- **Work instructions**:
Please carry on the passage about how reading is taught at Oughtrington, picking up right after its last sentence.

- **Document passage**:

----------

"The more that you read, the more things you will know. The more you learn, the more places you'll go!" Dr Seuss

How is Reading Taught at Oughtrington?

At Oughtrington, our fundamental aim is to teach every child to read; equipping them with the tools and skills necessary to become competent, enthusiastic, lifelong readers.

We promote a love of reading and reading for enjoyment. We are dedicated to enabling our children to acquire fundamental reading skills and make progress in their reading journey. We strive to teach children to read accurately and fluently with good comprehension, as well as to develop the daily habit of reading widely for both pleasure and information. These essential skills not only unlock doors to the rest of the curriculum and the wider world, but also have a huge impact on children’s self-esteem, imagination and future life experiences.

In EYFS and Key Stage One, children are taught to read during daily phonics lessons which follow the Read Write Inc Phonics scheme. Once children have reached a sufficient level of phonics ability, children access Steps to Read lessons which further develop children's fluency, ability to read with expression and comprehension skills.

More detail about our vision for reading and how reading is taught and assessed in school can be found in our 'Vision for English' document.

What Is Read Write Inc. Phonics?

Read Write Inc. Phonics (RWI) is an approved systematic synthetics programme that teaches children the sounds in English, the letters that represent them, and how to form the letters when writing. RWI includes reading books written using only the letters that children have learnt at each level (and a small number of separately taught irregular words (known as red words). By reading books closely matched to their phonics ability, children quickly feel confident and successful as readers.

RWI lessons start with a speed sounds lesson which teaches oral blending, introduces a new speed sound, revises previous speed sounds and includes the skills of oral blending, decoding words, reading common exception words, decoding ‘alien’ (pseudo) words, and spelling.

----------

- **Material provided**:

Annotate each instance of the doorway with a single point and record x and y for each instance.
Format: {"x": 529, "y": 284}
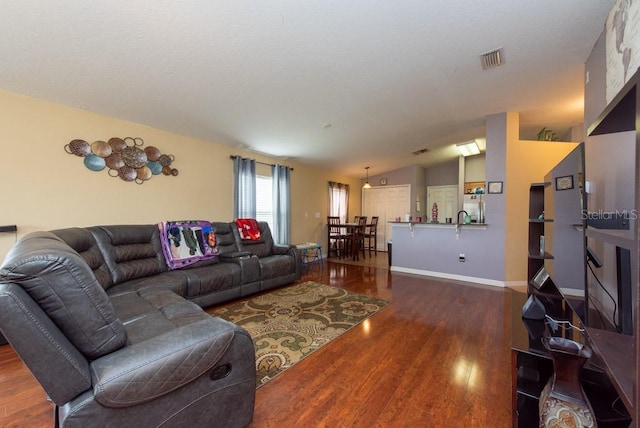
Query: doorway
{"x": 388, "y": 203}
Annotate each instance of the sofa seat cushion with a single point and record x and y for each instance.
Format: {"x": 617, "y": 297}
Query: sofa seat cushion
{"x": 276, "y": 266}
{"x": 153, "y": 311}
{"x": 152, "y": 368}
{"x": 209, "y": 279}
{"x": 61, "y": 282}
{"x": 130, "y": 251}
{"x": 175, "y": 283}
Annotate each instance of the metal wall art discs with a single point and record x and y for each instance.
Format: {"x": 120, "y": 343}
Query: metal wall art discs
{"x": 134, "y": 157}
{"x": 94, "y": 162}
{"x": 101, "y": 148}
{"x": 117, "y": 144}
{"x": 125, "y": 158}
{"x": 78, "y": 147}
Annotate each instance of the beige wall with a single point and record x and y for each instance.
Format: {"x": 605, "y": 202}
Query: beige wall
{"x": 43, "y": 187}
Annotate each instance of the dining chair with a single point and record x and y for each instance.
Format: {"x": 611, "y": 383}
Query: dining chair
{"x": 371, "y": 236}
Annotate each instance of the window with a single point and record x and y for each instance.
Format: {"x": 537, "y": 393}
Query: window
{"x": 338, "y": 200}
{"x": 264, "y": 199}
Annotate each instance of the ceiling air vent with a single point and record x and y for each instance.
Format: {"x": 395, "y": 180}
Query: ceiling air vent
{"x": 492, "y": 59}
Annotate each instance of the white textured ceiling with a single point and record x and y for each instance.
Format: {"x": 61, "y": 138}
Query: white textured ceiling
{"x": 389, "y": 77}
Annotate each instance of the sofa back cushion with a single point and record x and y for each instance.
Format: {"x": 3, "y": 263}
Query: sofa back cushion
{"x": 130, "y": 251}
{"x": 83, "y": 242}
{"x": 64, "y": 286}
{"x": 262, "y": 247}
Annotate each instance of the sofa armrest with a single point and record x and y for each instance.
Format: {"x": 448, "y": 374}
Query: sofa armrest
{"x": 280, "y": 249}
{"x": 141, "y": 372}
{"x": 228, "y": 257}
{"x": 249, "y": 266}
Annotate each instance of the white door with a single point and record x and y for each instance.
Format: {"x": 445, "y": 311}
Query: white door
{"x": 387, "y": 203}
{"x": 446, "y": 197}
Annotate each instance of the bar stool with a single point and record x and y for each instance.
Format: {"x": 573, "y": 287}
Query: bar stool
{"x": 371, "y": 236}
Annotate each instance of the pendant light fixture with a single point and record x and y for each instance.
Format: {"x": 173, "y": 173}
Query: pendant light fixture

----------

- **Task response**:
Children then read and comprehend a book which is carefully matched to their phonics knowledge following a 3 day/5 day plan (depending on the stage). Pupils are taught to read effectively with a partner, and to explain and consolidate what they are learning. This provides the teacher with opportunities to assess learning and to pick up on difficulties, such as pupils’ poor articulation, or problems with blending or alphabetic code knowledge.

What is Steps to Read?

A Steps to Read lesson has four parts: teacher read, teacher model, children practise and children apply. This ensures that lessons:

  • Are sequenced, coherent and progressive

  • Use language-rich texts for vocabulary teaching

  • Taught sequentially across an academic year and include all elements of comprehension

  • Have a clear focus on the skills and strategies needed to be a proficient and confident reader

  • Use engaging texts to promote a life-long love of reading

  • Include poetry, non-fiction and fiction that enhances knowledge learning across the curriculum


We learn about social and emotional wellbeing through quality texts.

Reading for Pleasure at Oughtrington

At Oughtrington we want to develop readers for life and recognise the power of developing a love of reading and building a school community of engaged readers.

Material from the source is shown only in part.